Short task: Copy the items below, replacing "even-odd rule" with "nonzero winding rule" everywhere and leaving everything else unchanged.

•••

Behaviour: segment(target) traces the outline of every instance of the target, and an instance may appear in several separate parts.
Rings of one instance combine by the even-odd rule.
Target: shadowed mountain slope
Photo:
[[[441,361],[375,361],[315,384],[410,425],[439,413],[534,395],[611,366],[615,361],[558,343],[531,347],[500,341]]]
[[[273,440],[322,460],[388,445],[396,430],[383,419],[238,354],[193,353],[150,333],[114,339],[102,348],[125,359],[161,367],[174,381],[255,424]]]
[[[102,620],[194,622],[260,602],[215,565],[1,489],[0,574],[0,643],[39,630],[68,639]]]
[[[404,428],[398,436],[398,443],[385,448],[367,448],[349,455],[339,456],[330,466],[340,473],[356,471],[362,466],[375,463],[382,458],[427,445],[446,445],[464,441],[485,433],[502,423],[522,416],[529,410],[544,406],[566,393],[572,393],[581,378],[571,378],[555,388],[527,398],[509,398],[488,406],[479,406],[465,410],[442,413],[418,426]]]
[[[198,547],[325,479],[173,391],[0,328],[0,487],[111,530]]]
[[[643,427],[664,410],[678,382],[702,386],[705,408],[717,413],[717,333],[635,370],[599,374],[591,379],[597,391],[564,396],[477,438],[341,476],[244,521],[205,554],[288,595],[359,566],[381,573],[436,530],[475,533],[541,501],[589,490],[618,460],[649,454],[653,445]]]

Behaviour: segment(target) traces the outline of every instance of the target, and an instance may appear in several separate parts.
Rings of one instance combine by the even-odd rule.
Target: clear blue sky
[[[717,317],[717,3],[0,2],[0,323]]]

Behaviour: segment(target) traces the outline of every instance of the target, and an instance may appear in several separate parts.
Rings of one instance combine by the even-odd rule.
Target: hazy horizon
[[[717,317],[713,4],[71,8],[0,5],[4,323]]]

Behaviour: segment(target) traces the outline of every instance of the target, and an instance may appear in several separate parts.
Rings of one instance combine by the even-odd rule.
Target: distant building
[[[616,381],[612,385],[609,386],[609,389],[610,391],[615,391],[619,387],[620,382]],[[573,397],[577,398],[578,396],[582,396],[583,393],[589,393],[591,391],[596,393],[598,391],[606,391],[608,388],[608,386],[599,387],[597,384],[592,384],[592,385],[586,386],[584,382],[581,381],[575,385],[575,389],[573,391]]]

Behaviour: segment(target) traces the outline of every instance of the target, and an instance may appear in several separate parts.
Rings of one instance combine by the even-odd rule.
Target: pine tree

•••

Task solution:
Behaviour: segment(target) traces the outline of every instance of the target, and an instance may appear in several separate parts.
Rings of one instance combine by the nonzero winding rule.
Target: shadowed mountain slope
Photo:
[[[441,361],[375,361],[315,384],[410,425],[439,413],[534,395],[611,366],[615,361],[558,343],[531,347],[500,341]]]
[[[273,440],[322,460],[388,445],[396,430],[383,419],[238,354],[193,353],[150,333],[114,339],[102,348],[125,359],[161,367],[174,381],[255,424]]]
[[[102,620],[194,622],[260,602],[215,565],[1,489],[0,574],[0,643],[39,630],[68,639]]]
[[[404,428],[398,436],[398,443],[385,448],[367,448],[349,455],[339,456],[330,466],[340,473],[356,471],[362,466],[375,463],[382,458],[427,445],[446,445],[464,441],[485,433],[502,423],[522,416],[529,410],[544,406],[566,393],[572,393],[581,378],[571,378],[555,388],[527,398],[509,398],[488,406],[479,406],[465,410],[442,413],[418,426]]]
[[[198,547],[325,479],[173,391],[0,328],[0,487],[111,530]]]
[[[643,427],[664,410],[678,382],[702,386],[705,408],[717,413],[717,333],[635,370],[599,374],[591,379],[597,391],[564,396],[477,438],[341,476],[244,521],[205,554],[288,595],[359,566],[381,573],[436,530],[475,533],[541,501],[589,490],[618,460],[649,454],[653,445]]]

Behaviour: segment(target) traces the outline of every instance of the target, and an instance may appear in several separate parts.
Rings of one instance combine by the nonzero winding rule.
Target: clear blue sky
[[[717,317],[717,3],[0,2],[0,323]]]

Behaviour: segment(target) traces the outline of every instance of the target, and an instance may appear in several separate parts.
Rings of one instance combine by the nonzero winding rule.
Target: hazy horizon
[[[717,317],[713,4],[71,8],[0,5],[4,323]]]

Behaviour: segment(target) traces the outline of every instance of the target, and an instance may appear in several separate parts.
Rings of one instance combine by the nonzero winding rule.
Target: distant building
[[[616,381],[612,385],[609,386],[609,389],[610,391],[615,391],[619,387],[620,382]],[[573,397],[577,398],[578,396],[582,396],[583,393],[589,393],[591,391],[596,393],[598,391],[606,391],[608,388],[608,386],[599,387],[597,384],[592,384],[592,385],[586,386],[584,382],[581,381],[575,385],[575,389],[573,391]]]

Behaviour: segment(target) traces the outline of every instance of the target, and an instance may appear in several separate parts.
Rings of one instance combine by the nonzero winding rule.
Target: pine tree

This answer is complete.